Work required: Can you carry on the dairy farm article below, picking up right after its final sentence?

[Document text — start]

He takes visitors to see the calves and explains the different stages of a dairy cow’s life. 

The calf hutches are strategically placed away from effluent run-off. The biggest health concern for the herd is Johne’s disease. It can be carried in effluent.

Any milk the calves get is pasteurised first and they will not use colostrum from any cows that have been identified with Johne’s.

Calves are kept in their hutches for seven weeks and cereal is introduced early. By the time they go to the heifer pen they are eating 2.3kg daily and weaned from milk.

There they begin socialising and are fed an ab lib ration of balage, alfalfa, soybean meal, salt and minerals.

The vet visits once a month for health checks and calves are vaccinated and disbudded. Jennissen has an interesting perspective regarding pain relief.

“Three vets and I agree administering the pain medication is more painful than the procedure.”

All the calves have their picture taken and are given a tattoo and a tag. There are no tracing laws in the US but Jer-Lindy’s cows are registered with the US Holstein Association and their family lines can be traced back to the 1800s.

Pregnant heifers and cows are run together in another yard and are also fed ad lib, largely grass hay, minerals and anything the herd has refused.

Jennissen works with a nutritionist who visits every fortnight to monitor body condition and take samples of feed. He creates plans to maximise production.

The milking cows are fed 46kg of supplement made up of corn silage, balage, grain and minerals. They produce 11,340kg of milksolids annually.  

Jennisen believes the production is competitive with bigger operations and wants to drive it further.  

There is no market for replacement calves in Minnesota but bull calves are sold to the beef market. Breed is important and the cows are all Holstein Friesian, which allows a second source of income through beef. A quarter of all beef in the US is from the dairy sector.

They use beef semen on any cow they do not want a replacement from and the heifers are inseminated with sexed semen.

America measures reproductive success by a pregnancy rate, which is how many eligible cows conceive during a 60-day period. On Jer-Lindy they achieve 18-20% (Minnesota University extension targets at least 20%).

Calving year-round means mating year-round. Heat detection is by observation and Jennissen does the artificial insemination. A CDIR is put in non-cycling cows after 90 days. Some cows get up to eight chances to conceive to AI.

[Document text — finish]
[Extracted records — start]

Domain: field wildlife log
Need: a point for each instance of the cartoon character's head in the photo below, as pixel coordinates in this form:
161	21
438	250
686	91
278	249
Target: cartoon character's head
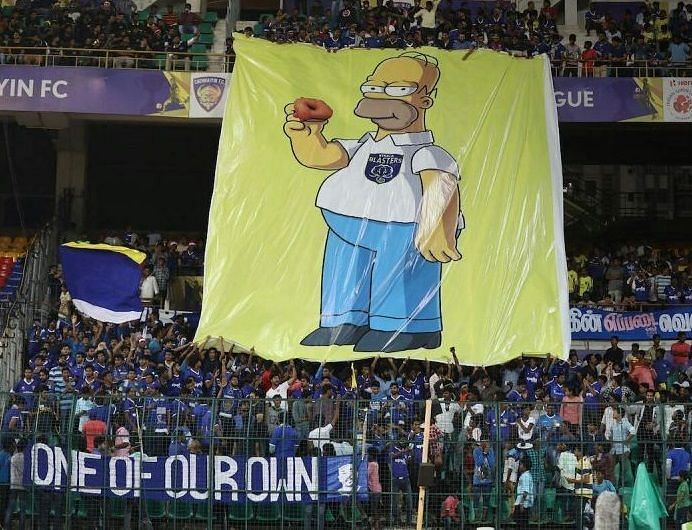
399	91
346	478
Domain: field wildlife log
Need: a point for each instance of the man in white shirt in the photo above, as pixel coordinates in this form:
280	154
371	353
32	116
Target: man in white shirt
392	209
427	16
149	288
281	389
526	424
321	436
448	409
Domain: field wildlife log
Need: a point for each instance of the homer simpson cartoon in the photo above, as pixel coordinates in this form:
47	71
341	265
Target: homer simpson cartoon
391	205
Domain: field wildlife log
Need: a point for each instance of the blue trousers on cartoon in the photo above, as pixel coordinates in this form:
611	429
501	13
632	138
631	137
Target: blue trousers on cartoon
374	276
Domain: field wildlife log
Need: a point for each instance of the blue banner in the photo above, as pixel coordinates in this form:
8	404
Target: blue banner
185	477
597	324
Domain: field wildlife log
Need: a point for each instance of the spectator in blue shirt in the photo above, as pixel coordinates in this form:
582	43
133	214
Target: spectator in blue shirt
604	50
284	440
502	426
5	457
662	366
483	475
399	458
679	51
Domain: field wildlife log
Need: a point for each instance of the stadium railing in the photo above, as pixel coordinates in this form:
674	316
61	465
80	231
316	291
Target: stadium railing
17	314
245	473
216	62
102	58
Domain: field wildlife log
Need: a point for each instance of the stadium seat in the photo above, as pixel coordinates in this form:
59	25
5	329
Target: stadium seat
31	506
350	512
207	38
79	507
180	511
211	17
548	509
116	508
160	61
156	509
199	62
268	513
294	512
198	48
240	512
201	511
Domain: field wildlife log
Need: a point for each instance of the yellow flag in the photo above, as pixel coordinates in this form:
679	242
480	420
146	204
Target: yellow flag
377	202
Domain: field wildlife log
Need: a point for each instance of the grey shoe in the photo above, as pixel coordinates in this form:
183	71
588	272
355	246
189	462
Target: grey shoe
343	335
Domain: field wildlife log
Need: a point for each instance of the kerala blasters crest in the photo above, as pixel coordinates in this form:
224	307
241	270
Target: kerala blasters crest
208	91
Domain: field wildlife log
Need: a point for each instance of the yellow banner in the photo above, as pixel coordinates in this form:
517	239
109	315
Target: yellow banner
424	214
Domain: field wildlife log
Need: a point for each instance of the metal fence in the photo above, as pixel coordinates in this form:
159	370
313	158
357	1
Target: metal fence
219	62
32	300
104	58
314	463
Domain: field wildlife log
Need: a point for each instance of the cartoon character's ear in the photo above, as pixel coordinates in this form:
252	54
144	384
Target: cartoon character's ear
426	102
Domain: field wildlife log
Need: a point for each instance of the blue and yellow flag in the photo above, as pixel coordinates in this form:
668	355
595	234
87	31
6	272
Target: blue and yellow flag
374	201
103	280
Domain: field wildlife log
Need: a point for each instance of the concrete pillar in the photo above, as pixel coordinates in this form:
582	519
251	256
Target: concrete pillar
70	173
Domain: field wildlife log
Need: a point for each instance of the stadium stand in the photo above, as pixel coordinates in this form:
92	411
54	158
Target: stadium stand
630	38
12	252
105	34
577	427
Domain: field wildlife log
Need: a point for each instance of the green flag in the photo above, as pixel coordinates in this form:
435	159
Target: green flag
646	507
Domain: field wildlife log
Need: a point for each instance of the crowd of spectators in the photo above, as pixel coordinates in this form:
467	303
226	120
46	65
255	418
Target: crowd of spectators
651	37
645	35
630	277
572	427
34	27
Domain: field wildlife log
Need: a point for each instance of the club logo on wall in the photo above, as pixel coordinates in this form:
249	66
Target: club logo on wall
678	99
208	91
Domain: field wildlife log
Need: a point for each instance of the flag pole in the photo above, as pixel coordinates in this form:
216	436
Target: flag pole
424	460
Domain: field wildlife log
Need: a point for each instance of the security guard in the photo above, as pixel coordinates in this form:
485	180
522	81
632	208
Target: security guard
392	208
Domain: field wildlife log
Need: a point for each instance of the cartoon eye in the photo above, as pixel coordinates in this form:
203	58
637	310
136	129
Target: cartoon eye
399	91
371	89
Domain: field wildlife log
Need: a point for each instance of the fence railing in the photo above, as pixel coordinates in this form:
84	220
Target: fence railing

[Extracted records — finish]
[Extracted records — start]

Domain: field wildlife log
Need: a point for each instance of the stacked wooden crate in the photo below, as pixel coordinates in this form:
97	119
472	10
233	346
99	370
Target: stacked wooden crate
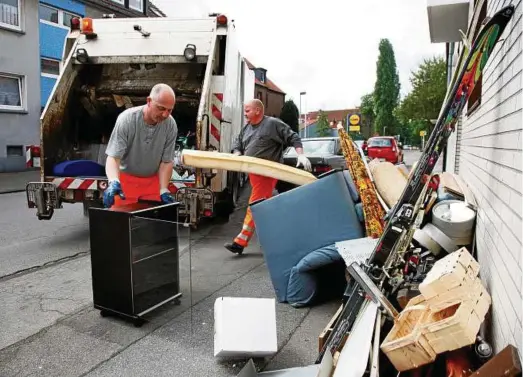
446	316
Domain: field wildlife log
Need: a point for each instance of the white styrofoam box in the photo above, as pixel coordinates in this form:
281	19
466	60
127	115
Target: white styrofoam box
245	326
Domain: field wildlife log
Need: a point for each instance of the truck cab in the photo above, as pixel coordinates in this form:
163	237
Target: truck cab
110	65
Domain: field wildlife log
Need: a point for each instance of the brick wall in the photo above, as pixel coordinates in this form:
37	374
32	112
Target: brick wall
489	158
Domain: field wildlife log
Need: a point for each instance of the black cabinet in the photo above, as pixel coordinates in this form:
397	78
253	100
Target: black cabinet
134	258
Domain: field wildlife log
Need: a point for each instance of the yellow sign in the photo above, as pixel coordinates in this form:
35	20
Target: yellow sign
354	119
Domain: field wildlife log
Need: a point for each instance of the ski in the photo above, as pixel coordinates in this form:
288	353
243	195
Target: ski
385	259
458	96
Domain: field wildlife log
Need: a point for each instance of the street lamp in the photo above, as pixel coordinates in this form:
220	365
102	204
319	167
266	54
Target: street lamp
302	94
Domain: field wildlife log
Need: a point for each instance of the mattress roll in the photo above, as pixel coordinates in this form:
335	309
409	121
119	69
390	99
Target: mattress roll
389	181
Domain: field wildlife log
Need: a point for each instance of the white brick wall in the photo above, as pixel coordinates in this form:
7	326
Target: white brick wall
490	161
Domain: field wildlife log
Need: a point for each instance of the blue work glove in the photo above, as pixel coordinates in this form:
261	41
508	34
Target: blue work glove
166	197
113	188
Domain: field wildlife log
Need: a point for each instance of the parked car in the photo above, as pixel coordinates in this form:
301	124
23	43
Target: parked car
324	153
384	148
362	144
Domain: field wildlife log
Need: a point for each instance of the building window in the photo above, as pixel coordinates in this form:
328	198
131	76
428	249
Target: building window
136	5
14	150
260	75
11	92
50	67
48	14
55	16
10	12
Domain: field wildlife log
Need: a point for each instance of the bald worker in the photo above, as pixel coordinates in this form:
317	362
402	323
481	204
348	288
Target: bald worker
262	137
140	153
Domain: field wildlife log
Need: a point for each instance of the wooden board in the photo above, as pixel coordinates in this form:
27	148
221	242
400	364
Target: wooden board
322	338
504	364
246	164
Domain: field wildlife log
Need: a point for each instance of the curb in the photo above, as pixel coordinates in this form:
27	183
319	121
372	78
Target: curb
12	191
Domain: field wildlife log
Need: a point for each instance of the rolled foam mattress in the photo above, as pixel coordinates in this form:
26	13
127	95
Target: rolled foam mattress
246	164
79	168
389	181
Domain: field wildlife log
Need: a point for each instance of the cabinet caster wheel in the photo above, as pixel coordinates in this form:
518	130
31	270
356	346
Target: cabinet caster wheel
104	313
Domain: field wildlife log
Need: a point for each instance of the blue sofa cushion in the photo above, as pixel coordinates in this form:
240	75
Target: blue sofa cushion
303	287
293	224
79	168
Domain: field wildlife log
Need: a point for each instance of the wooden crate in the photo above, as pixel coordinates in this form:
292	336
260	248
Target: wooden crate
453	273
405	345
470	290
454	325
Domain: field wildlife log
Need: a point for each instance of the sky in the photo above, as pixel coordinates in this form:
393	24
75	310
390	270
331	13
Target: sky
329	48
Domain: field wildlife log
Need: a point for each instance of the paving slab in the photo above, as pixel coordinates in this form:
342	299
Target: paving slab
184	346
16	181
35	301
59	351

[Extracted records — finish]
[Extracted records — start]

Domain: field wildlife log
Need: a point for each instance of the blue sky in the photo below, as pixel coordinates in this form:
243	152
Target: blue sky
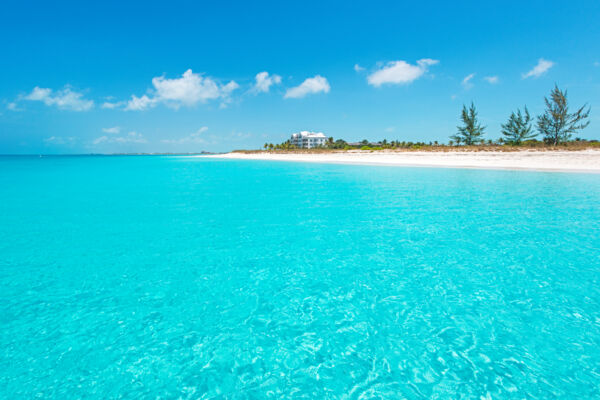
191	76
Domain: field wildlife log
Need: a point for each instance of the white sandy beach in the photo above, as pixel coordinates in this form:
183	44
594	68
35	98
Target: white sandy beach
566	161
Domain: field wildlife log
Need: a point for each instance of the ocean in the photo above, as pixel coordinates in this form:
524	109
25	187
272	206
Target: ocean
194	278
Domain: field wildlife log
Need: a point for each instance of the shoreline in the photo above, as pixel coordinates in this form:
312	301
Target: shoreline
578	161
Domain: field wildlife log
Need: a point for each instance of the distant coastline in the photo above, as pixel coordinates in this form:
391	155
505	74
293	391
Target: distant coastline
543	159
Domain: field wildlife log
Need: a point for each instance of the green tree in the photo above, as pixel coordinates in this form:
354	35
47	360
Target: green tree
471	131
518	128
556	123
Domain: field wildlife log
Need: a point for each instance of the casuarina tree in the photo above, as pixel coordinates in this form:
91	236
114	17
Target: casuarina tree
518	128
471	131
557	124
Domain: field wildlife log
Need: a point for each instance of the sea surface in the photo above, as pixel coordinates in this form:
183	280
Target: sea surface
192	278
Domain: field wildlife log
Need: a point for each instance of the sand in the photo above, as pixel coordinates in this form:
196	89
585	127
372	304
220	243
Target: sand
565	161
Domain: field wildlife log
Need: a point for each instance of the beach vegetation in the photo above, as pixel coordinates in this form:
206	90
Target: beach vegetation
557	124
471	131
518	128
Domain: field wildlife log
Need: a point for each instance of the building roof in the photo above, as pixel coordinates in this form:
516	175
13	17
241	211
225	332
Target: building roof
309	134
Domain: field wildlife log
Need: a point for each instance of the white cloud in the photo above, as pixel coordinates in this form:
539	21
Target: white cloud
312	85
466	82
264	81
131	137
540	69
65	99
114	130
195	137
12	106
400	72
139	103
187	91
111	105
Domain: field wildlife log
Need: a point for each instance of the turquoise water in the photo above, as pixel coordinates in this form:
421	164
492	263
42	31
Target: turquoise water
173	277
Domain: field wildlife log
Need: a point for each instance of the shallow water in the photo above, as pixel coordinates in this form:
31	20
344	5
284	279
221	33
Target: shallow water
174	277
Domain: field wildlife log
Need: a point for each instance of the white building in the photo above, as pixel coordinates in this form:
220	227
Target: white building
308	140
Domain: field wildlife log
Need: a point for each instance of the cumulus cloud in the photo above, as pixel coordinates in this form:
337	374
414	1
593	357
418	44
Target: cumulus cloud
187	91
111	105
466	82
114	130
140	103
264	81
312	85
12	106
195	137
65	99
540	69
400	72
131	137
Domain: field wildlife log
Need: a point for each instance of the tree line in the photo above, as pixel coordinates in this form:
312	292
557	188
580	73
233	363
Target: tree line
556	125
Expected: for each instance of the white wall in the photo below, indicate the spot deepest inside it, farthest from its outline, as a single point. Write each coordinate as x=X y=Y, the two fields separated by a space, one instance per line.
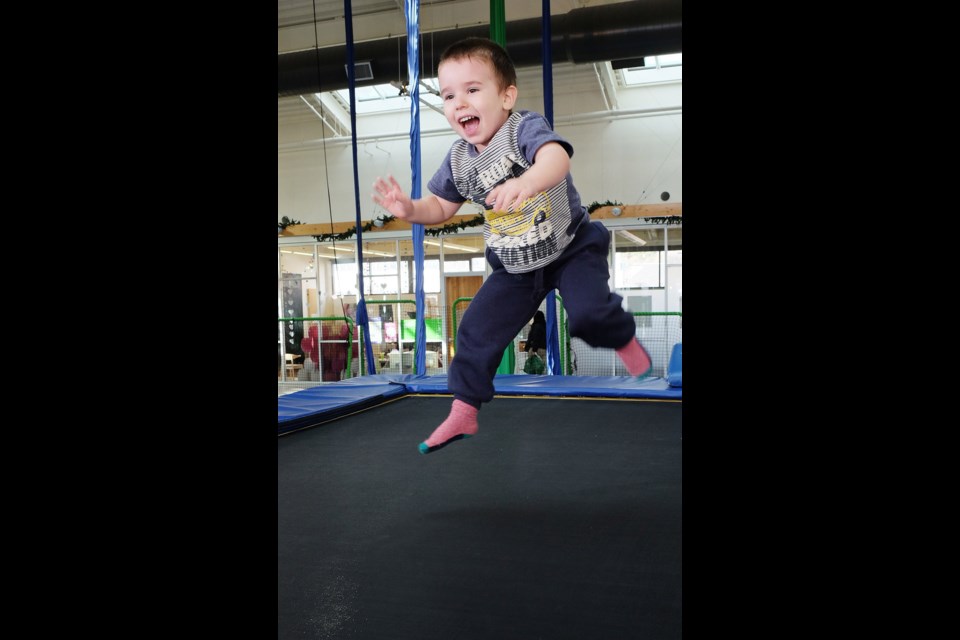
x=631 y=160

[Extracted records — finish]

Exercise result:
Several factors are taken into account when deciding if a cow will be given another chance including age, udder health, overall health and pedigree value. But the difference in cost of continuing to feed a cow for nine months versus raising a calf as a replacement for two years is most important.

Finding labour used to be challenging but in the past year there has been an increase in the number of people who have expressed an interest in working on the farm. The creamery appears to be a drawcard but there are still problems finding the right people.

“We need people who enjoy interacting with others and helping but they also need to understand food safety. There are lots of people with retail and food experience but not as many with animal handling experience,” Jennissen says.

Jer-Lindy runs at a high labour cost in relation to the herd size and production but Jennissen says the tourist venture is time-consuming.  

Typically, a worker is paid US$12-$16 an hour (about NZ$18-$24).

A government insurance scheme protects the milk price. Jennissen acknowledges it must be a balancing act between the government support and driving production.

“The new Farm Bill is generous compared to the previous one.”

“I am excited for the subsidies and have locked in 40% of 2020’s milk.”

The family is enthusiastic about what lies ahead for Jer-Lindy and Redhead Creamery.  

Their cheeses have won many awards and sales are growing 20% annually.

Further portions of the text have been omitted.